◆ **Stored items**
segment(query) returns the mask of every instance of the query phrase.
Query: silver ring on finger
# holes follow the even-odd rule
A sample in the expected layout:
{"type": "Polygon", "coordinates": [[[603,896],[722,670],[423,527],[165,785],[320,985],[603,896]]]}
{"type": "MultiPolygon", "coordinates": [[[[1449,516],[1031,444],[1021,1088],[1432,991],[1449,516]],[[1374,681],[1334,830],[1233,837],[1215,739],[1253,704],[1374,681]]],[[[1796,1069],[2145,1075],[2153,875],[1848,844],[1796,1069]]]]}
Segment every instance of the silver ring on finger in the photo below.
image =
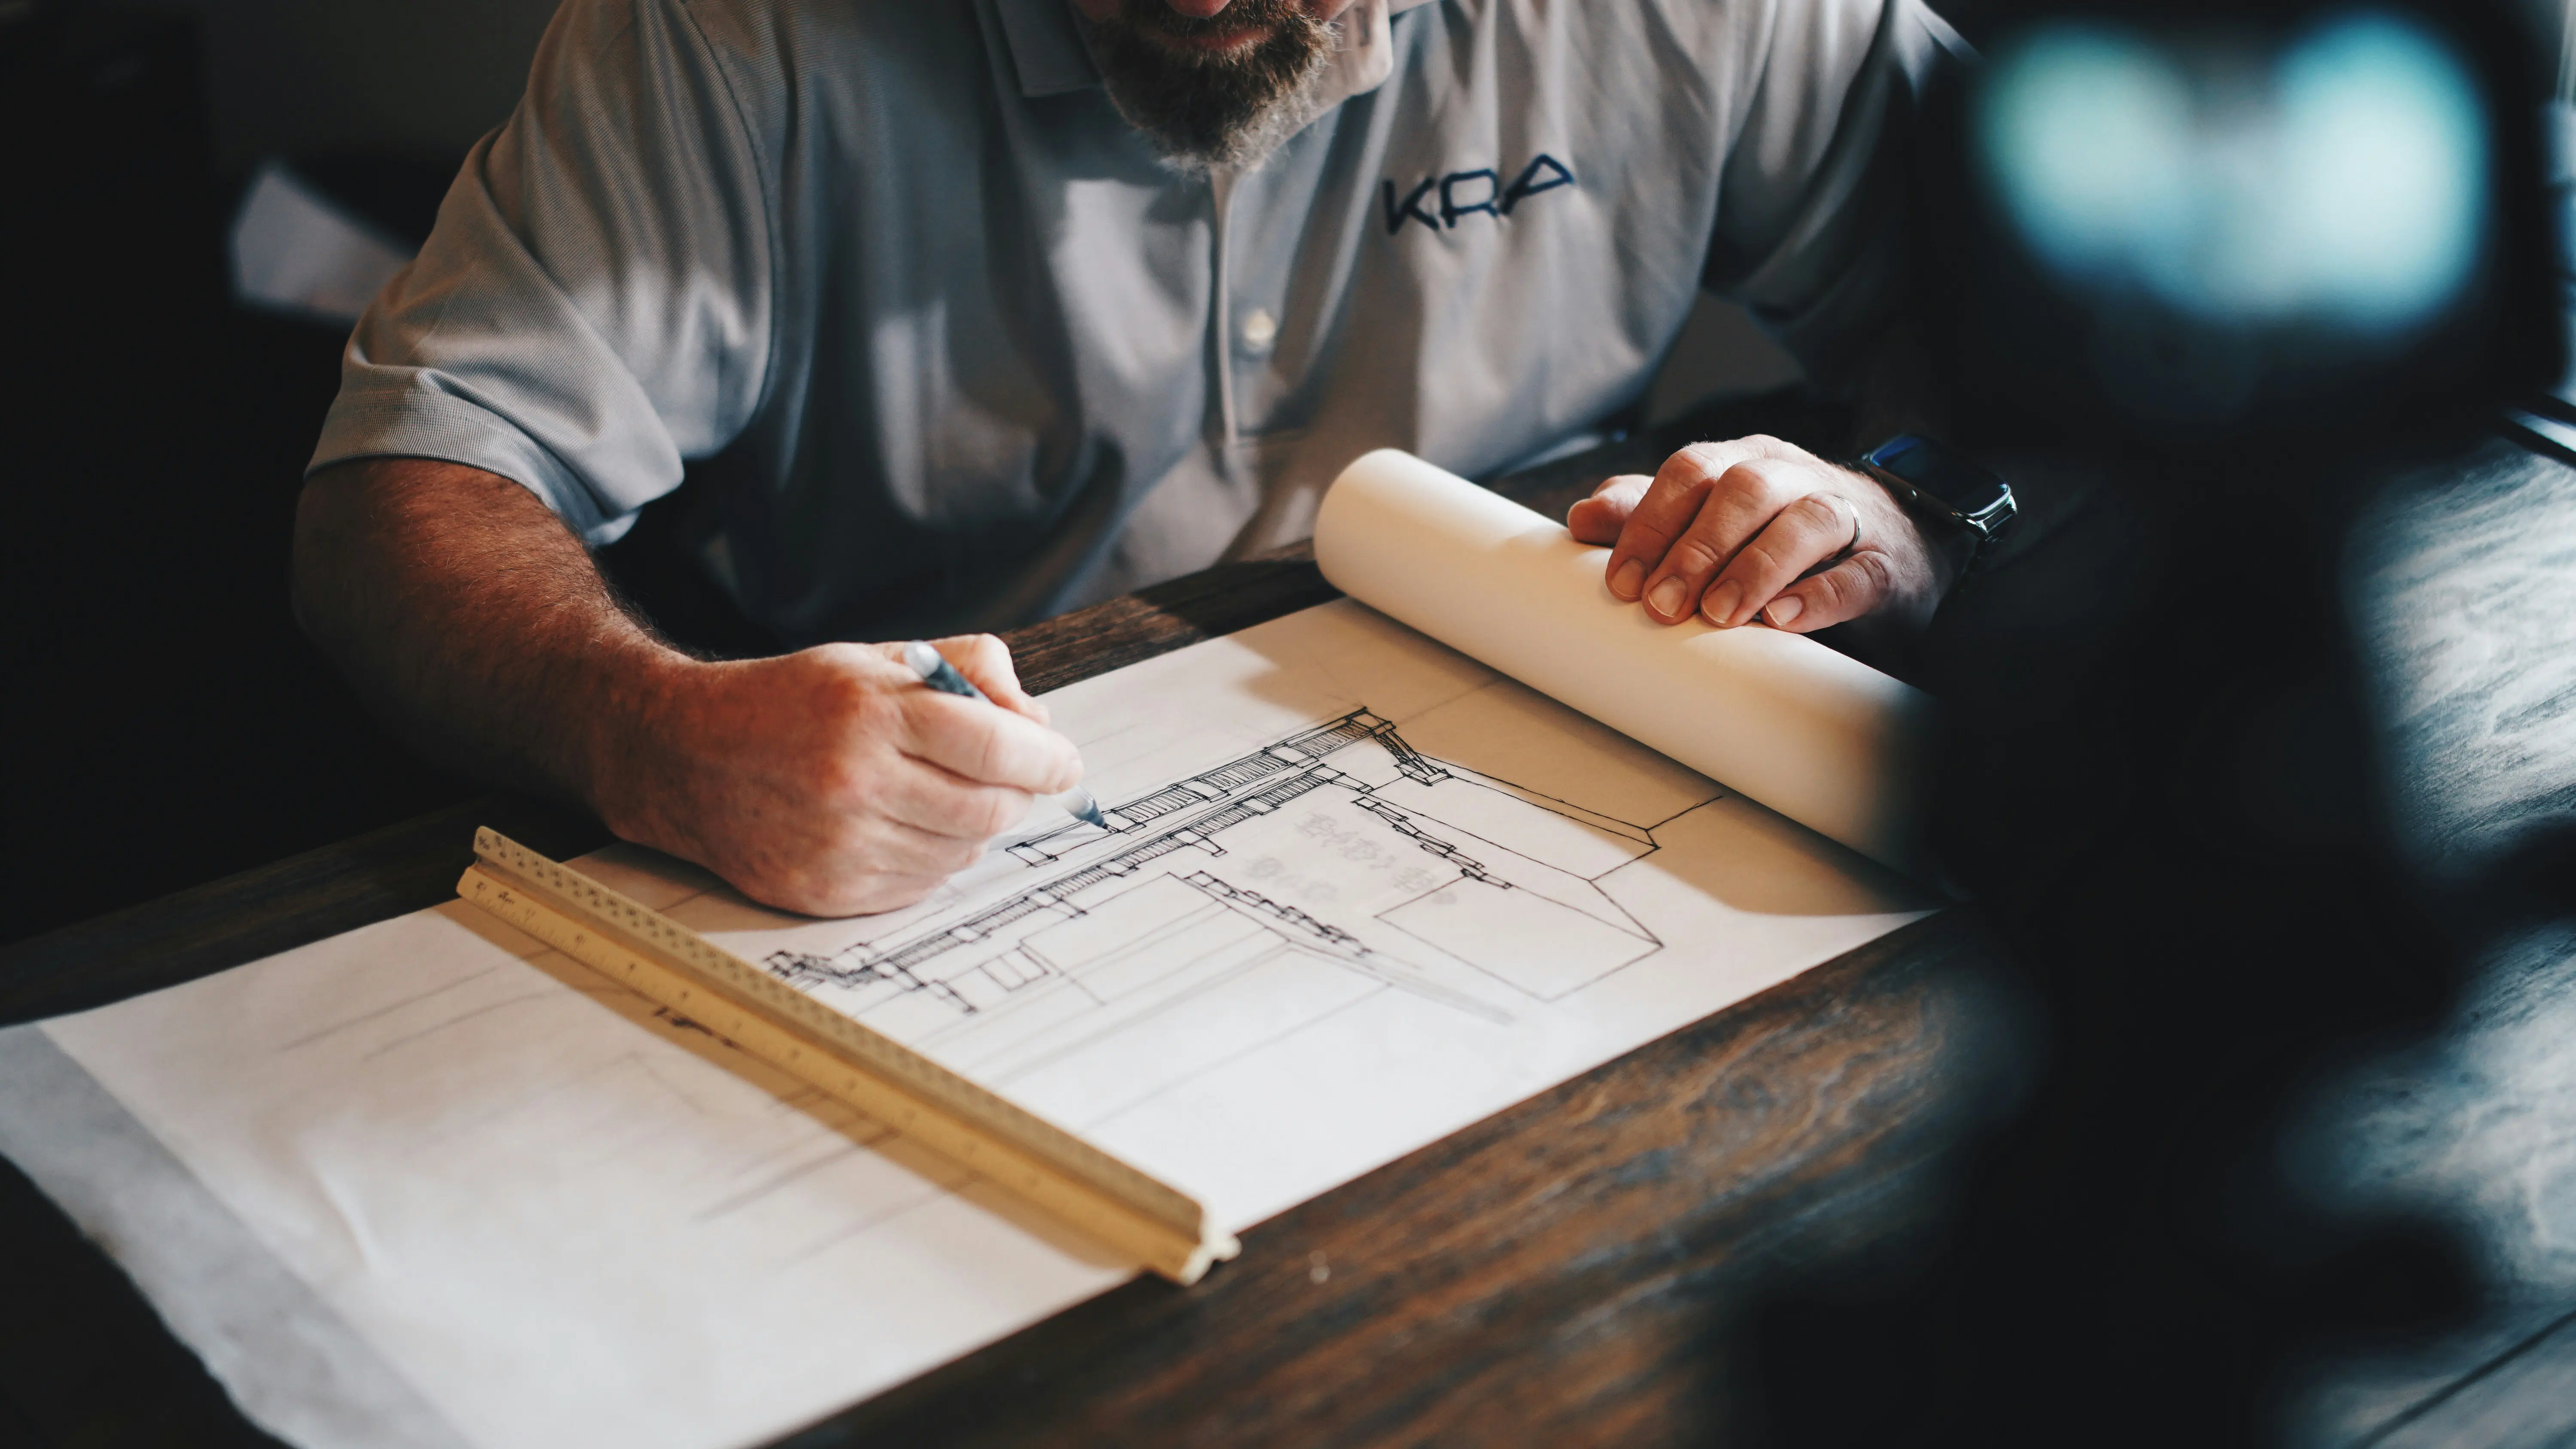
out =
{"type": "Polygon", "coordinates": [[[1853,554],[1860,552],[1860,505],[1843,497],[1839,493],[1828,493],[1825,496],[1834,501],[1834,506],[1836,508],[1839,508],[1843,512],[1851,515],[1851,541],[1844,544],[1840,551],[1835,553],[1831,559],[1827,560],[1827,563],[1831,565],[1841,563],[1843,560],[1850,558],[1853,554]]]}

==

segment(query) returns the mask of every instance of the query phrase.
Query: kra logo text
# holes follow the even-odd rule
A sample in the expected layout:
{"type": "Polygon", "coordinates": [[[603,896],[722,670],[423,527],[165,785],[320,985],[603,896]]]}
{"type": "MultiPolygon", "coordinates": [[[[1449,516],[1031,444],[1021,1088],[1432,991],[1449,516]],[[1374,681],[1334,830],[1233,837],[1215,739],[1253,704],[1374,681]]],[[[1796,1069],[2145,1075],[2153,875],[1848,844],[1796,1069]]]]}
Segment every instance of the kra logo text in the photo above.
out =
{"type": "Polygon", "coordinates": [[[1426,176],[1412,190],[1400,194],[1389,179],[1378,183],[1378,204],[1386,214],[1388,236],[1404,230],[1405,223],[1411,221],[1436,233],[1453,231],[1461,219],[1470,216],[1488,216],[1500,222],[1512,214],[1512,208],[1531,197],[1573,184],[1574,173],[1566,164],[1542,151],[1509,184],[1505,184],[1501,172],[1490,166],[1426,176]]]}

---

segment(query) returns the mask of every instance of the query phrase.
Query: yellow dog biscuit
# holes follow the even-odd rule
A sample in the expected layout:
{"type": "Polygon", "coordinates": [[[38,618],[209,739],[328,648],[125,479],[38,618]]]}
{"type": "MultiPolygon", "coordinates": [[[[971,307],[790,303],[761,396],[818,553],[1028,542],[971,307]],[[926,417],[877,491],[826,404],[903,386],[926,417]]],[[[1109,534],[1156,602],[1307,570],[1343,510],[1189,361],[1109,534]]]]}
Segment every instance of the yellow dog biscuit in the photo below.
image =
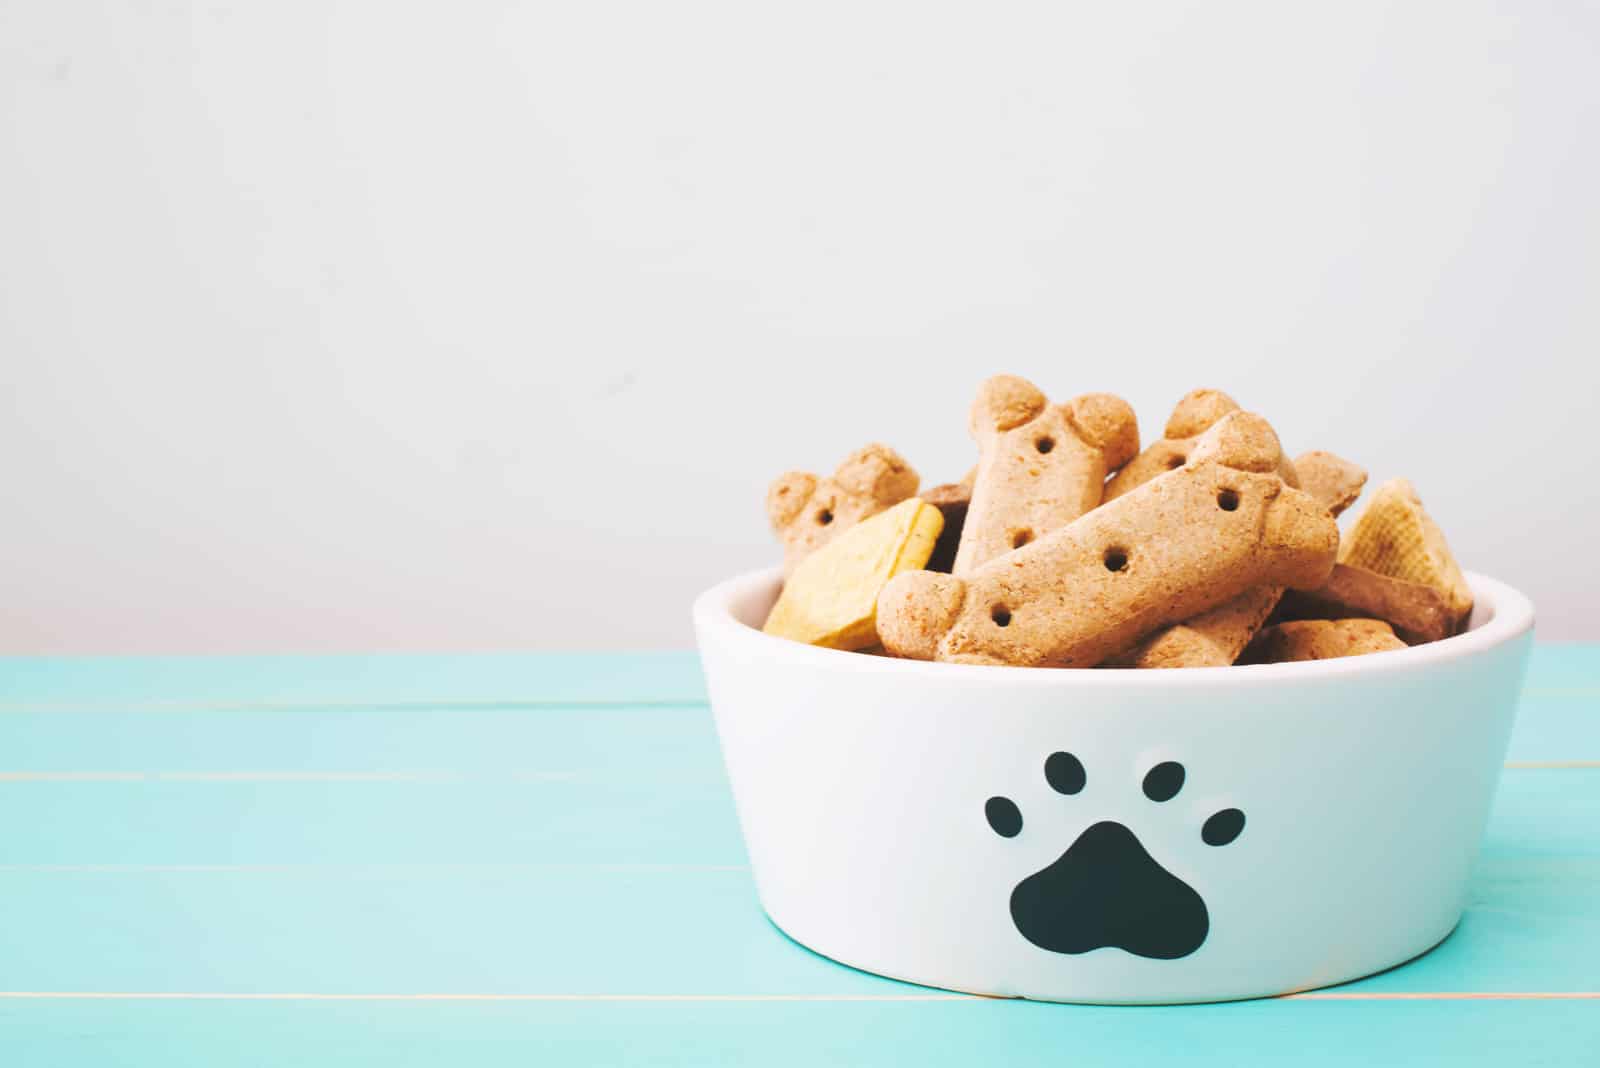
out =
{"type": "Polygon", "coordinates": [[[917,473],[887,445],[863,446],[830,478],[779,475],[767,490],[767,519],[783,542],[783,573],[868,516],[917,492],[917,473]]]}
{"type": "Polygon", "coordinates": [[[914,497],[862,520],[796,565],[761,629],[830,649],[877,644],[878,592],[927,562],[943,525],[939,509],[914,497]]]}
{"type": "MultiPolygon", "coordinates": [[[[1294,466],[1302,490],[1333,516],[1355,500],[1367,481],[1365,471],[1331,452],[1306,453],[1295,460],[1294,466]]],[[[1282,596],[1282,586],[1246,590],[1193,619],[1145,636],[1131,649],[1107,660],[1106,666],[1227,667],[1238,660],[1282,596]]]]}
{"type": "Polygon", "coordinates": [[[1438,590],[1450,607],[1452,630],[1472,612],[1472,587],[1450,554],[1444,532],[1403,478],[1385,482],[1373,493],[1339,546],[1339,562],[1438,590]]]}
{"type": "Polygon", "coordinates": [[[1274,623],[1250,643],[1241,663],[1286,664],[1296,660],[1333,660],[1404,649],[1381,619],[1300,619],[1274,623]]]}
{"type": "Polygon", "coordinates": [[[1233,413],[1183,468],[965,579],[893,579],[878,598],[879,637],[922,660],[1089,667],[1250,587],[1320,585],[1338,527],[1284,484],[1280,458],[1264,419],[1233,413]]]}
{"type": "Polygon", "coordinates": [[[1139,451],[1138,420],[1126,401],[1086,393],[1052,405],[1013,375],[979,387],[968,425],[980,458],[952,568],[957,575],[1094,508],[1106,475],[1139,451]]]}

◆ **What is needed**
If a line in the data above contains "yellow", return that line.

◆ **Written reply**
Query: yellow dog biscuit
Segment every instance of the yellow dog biscuit in the photo below.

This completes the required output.